GIVEN TEXT:
+===+

Excuses for this being my first post.

     Greetings, folks! Yikes. Just realized it's been nearly two months and I haven't delivered on my promise to blog hard about my life in South Korea. No better time to start, I guess. Here you are, family and friends. A lot of catching up to do since I arrived here in mid-August, so I'll just plan on covering a week or so in each post, and should hopefully have everyone up to speed by the end of October. Let's start at the very beginning...

+===+

SUPPLIED DATA:
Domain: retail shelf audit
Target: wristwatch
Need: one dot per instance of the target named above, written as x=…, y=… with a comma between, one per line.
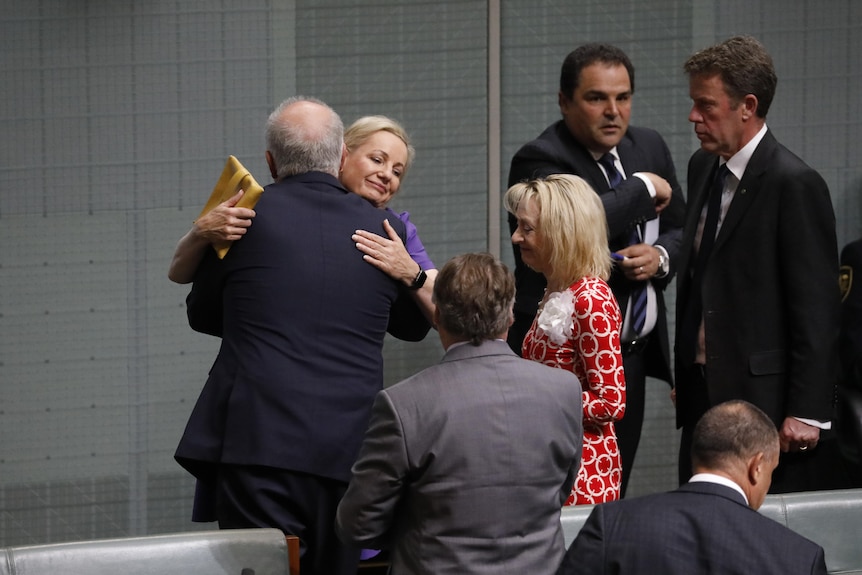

+===+

Please copy out the blog post above about life in South Korea word for word, from its heading through its final sentence.

Excuses for this being my first post.

     Greetings, folks! Yikes. Just realized it's been nearly two months and I haven't delivered on my promise to blog hard about my life in South Korea. No better time to start, I guess. Here you are, family and friends. A lot of catching up to do since I arrived here in mid-August, so I'll just plan on covering a week or so in each post, and should hopefully have everyone up to speed by the end of October. Let's start at the very beginning...